Location annotation dataset excerpts
## Begin
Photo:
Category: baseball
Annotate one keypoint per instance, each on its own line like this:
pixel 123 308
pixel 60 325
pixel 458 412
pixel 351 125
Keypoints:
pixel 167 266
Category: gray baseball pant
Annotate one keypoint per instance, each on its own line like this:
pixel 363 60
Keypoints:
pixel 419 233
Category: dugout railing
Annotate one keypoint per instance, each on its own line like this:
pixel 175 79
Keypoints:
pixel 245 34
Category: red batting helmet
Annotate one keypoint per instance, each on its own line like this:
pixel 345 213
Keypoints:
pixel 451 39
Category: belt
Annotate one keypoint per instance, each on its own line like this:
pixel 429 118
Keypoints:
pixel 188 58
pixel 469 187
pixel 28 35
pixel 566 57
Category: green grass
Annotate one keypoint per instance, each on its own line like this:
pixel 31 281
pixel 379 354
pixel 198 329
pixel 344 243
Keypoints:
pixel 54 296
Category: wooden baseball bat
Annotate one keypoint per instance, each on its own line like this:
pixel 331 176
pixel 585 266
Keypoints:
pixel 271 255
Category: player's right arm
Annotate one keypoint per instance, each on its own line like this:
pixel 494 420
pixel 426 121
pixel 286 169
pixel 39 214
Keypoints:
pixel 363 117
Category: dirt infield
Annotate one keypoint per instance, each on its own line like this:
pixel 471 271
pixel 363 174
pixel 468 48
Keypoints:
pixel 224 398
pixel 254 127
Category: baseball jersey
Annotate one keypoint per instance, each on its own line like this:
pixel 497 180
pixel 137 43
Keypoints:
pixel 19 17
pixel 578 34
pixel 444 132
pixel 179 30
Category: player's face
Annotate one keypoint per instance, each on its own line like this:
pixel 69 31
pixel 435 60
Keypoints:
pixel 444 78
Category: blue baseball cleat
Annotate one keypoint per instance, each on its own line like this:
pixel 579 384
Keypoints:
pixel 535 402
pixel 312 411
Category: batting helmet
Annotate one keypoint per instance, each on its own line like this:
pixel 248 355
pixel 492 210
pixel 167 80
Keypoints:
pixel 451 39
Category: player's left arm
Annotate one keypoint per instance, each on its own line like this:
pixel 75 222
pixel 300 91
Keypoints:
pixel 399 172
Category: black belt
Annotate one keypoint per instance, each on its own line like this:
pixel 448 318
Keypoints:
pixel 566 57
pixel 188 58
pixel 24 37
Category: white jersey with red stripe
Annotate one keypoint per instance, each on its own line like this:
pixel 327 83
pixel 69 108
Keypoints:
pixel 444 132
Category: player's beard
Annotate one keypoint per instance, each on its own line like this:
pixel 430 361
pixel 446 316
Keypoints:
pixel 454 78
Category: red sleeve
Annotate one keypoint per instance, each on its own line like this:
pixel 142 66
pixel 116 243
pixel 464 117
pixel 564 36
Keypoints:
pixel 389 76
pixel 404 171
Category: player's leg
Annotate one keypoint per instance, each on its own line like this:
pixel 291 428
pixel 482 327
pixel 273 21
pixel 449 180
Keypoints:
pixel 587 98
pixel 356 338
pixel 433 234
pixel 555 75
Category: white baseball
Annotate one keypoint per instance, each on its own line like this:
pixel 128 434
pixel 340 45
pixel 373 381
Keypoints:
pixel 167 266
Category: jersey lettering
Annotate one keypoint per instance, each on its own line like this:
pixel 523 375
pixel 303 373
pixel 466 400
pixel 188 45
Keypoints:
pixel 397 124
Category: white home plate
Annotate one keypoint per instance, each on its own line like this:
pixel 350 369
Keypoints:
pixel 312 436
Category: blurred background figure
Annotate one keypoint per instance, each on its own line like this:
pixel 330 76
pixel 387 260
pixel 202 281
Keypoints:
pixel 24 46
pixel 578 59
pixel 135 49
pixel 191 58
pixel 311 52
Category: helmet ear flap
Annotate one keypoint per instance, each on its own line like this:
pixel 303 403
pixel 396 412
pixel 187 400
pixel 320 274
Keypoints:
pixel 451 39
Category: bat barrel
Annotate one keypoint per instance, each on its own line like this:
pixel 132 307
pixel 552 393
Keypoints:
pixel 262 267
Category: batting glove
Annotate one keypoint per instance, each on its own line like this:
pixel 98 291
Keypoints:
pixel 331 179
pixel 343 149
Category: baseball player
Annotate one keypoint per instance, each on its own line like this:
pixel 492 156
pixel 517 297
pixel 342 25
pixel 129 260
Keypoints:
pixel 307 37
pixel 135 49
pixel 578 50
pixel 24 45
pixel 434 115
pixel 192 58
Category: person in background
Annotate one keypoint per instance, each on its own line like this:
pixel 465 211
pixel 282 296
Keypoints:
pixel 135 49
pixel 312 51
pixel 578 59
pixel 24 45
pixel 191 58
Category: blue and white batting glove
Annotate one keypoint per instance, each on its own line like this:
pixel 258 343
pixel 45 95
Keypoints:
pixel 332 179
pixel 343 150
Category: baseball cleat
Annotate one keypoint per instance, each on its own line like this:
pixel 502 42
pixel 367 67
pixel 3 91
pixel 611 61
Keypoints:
## End
> **DIRECTIONS**: Return precisely the lines of the records, starting with the line that holds "Category: baseball player" and ending with the last one.

> **SOLUTION BELOW**:
Category: baseball player
Annotate one keypoint per instance, each on its own line like this:
pixel 492 156
pixel 517 297
pixel 342 25
pixel 129 260
Keypoints:
pixel 307 37
pixel 135 49
pixel 578 50
pixel 24 45
pixel 434 115
pixel 192 58
Category: person in background
Annotate one keypoint per instance, each on its own line like this:
pixel 465 211
pixel 282 296
Keypoints:
pixel 135 49
pixel 312 51
pixel 578 59
pixel 24 45
pixel 191 58
Category: blue and white batting glove
Annotate one keypoint per instance, each on its own line like this:
pixel 258 343
pixel 45 95
Keypoints:
pixel 332 179
pixel 343 150
Category: baseball cleat
Annotate one keypoint per instance, each on its own line like this:
pixel 502 42
pixel 367 67
pixel 3 91
pixel 611 61
Keypoints:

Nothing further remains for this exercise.